----- RECORDS SHOWN -----

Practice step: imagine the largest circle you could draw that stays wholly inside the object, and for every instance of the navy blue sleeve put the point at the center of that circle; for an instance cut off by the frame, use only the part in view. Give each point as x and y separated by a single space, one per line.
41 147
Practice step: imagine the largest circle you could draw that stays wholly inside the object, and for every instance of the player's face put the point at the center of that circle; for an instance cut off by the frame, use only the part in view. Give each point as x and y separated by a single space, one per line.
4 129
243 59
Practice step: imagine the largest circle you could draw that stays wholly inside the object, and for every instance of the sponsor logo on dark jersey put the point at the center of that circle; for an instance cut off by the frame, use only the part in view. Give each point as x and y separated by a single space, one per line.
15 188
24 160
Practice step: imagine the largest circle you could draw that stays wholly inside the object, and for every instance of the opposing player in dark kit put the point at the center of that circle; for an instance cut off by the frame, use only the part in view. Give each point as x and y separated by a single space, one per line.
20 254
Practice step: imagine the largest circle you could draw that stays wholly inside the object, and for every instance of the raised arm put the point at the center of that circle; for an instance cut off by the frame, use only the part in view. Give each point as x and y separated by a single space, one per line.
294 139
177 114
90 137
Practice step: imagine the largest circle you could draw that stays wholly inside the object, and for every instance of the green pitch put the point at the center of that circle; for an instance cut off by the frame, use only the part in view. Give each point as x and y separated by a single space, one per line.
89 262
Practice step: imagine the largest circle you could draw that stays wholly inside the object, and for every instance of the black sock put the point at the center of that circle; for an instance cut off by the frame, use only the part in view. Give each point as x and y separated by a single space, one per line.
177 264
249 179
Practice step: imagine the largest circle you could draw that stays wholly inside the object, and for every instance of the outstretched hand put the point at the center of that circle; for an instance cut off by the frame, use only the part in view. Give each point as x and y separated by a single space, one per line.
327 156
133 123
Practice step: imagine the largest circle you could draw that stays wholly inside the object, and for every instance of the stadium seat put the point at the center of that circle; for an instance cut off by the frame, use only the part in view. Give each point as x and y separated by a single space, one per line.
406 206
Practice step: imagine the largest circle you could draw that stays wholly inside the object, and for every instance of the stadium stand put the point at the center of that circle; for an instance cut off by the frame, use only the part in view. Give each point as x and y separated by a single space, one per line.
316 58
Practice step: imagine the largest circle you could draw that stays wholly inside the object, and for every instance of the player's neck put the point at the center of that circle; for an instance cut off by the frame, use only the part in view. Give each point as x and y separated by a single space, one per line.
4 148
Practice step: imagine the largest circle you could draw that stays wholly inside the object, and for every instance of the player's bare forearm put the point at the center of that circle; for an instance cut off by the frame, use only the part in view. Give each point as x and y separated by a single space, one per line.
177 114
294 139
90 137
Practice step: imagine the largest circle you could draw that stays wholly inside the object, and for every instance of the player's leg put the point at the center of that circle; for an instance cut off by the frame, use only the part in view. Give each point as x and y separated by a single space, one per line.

-----
----- RECORDS SHOWN -----

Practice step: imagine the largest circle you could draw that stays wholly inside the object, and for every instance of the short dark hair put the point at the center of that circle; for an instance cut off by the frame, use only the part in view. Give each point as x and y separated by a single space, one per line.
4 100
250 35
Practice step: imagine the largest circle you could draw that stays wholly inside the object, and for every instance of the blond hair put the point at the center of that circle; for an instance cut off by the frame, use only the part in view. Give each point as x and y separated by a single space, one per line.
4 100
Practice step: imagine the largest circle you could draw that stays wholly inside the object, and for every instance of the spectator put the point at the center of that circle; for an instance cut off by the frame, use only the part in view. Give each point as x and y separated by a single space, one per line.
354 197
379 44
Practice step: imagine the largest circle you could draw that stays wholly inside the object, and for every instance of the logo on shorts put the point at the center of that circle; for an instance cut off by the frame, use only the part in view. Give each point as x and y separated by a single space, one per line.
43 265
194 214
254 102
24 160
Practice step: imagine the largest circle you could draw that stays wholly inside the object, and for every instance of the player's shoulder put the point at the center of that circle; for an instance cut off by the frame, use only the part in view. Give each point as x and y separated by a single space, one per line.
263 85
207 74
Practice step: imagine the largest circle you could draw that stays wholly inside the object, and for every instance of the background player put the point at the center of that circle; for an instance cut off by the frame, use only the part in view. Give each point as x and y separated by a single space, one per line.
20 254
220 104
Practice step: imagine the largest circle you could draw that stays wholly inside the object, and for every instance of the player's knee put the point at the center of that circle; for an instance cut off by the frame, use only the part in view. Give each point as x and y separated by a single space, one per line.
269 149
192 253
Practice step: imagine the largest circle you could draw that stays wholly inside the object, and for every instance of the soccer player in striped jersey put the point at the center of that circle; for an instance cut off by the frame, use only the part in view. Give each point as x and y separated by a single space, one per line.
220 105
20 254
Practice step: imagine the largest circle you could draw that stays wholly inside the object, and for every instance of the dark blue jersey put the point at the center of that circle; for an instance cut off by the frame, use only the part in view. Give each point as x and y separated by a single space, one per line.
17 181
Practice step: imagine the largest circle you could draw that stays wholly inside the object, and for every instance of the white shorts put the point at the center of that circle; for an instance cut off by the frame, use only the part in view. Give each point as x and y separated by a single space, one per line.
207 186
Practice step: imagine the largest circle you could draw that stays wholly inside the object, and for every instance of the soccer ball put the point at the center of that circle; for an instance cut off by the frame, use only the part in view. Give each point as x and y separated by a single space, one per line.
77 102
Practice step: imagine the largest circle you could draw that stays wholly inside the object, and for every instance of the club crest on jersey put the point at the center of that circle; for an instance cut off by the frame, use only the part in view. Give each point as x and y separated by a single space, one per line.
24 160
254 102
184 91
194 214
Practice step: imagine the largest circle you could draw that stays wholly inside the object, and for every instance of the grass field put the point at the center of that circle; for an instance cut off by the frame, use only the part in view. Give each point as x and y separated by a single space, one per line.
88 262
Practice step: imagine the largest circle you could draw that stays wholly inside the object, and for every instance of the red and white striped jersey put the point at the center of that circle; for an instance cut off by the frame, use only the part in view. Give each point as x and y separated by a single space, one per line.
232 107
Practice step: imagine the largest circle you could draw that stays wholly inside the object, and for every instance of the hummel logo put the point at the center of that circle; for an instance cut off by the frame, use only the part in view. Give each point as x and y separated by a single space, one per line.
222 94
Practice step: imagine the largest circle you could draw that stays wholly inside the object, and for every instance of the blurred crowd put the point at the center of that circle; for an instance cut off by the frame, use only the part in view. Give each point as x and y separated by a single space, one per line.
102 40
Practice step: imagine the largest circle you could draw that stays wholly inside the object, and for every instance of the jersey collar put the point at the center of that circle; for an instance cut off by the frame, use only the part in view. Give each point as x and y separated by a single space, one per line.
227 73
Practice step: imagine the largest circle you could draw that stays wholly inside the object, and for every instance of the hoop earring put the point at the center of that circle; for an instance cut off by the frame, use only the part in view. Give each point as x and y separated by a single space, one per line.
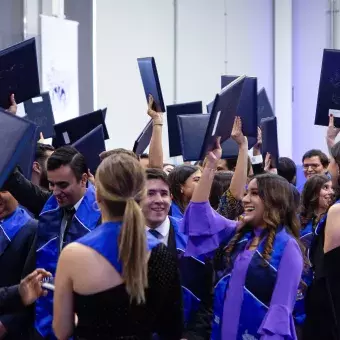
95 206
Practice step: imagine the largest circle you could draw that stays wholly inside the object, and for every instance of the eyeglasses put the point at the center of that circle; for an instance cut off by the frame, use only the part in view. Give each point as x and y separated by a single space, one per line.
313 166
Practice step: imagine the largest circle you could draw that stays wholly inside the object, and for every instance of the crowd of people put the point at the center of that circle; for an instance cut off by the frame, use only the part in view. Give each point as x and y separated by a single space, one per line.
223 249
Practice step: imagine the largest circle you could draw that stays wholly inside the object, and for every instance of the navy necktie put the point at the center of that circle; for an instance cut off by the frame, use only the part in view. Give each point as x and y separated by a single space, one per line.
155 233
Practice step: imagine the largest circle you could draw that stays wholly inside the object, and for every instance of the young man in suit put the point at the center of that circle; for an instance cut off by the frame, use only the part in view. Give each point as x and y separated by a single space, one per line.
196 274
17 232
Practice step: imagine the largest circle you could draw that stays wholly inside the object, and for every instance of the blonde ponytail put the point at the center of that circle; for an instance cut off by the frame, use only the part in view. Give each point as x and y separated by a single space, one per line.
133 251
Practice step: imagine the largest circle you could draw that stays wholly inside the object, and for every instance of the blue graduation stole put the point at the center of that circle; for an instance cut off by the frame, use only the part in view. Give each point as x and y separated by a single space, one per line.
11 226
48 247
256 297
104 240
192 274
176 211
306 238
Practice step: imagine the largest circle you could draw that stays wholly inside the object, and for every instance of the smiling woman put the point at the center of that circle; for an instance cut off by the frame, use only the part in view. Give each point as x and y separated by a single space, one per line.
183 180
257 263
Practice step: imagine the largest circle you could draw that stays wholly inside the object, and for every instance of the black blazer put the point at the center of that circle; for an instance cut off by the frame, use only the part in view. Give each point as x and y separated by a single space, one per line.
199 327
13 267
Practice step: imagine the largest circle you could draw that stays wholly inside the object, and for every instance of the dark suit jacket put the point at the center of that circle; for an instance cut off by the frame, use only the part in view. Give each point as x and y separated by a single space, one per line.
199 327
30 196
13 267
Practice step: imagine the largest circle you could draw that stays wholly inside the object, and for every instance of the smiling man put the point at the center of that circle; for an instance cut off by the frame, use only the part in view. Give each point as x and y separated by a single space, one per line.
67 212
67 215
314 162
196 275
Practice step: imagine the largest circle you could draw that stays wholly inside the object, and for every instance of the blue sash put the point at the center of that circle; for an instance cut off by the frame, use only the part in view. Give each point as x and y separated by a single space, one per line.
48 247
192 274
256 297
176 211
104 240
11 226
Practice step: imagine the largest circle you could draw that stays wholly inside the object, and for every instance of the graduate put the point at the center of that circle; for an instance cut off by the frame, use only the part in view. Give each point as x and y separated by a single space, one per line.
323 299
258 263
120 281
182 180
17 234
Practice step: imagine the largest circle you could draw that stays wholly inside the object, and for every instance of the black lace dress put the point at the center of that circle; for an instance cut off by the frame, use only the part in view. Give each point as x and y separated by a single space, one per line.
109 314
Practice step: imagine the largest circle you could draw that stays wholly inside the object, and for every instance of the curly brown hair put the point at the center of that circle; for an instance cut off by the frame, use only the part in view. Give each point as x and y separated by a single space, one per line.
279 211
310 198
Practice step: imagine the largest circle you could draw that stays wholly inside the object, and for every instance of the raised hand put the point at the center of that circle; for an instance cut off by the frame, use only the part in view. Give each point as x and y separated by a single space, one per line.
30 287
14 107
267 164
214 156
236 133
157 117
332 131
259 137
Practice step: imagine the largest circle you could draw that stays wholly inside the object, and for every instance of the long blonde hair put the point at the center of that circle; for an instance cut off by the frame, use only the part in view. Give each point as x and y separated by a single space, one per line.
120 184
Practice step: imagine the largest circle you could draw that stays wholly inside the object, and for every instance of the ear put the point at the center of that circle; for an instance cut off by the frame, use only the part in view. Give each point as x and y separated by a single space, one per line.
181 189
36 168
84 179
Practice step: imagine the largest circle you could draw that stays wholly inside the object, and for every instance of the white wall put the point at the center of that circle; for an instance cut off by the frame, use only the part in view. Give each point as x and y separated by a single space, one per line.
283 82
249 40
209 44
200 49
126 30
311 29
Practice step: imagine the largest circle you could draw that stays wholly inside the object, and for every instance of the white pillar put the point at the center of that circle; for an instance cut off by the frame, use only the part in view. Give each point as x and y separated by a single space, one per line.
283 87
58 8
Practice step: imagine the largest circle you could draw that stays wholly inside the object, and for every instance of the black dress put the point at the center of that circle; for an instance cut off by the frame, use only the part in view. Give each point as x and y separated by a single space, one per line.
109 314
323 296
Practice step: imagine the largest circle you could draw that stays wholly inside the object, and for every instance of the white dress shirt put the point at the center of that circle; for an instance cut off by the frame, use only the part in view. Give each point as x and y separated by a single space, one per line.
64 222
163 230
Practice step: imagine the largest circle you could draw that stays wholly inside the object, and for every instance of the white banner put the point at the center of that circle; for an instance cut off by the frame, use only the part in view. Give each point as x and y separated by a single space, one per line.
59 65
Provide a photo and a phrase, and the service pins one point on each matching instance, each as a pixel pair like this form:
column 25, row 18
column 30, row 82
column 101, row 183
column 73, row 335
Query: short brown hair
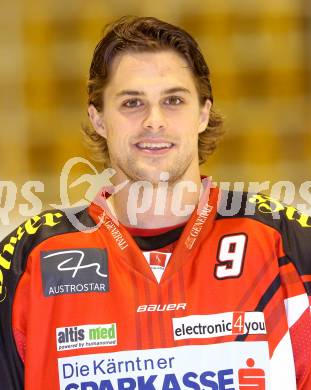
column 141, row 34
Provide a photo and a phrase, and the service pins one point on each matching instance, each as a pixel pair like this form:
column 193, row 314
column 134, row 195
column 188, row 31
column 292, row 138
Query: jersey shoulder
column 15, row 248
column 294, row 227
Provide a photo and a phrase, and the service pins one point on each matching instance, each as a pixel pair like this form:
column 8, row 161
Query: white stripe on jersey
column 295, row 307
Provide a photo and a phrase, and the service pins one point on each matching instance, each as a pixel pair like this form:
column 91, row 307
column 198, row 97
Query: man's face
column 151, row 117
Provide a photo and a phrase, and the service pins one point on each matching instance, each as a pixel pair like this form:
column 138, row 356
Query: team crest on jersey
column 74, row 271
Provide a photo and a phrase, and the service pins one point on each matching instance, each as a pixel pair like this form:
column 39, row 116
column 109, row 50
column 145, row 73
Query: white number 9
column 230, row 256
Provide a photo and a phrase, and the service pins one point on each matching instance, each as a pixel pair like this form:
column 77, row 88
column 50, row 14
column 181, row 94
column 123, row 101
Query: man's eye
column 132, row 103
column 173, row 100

-----

| GIVEN REQUEST |
Copy out the part of the data above that opens with the line containing "the white banner" and closes with the line containing "column 295, row 307", swapping "service" for "tool" and leaving everything else as it stands. Omit the pictures from your copy.

| OUTPUT |
Practice step: imagine the largest circle you could draw that stays wholly inside the object, and for every instance of the white banner put the point at the center of that circle; for an instance cut off by the frame, use only the part in view. Give each point as x and y separated by a single space, one per line.
59 65
Provide a photo and a phrase, and the tool pins one point on each matching instance, each as a pixel pair like this form:
column 25, row 18
column 30, row 82
column 101, row 183
column 73, row 335
Query: short brown hair
column 141, row 34
Provide a photo and a phrase, and the tool pins one point on each matching instance, each as a pixel pair like this form:
column 193, row 314
column 134, row 195
column 188, row 31
column 292, row 138
Query: jersey shoulder
column 15, row 248
column 294, row 227
Provide a photo and a phrase, and the tool pins one point on each matching instance, each as a pixel pair like this form:
column 8, row 161
Query: white stripe on jersey
column 295, row 307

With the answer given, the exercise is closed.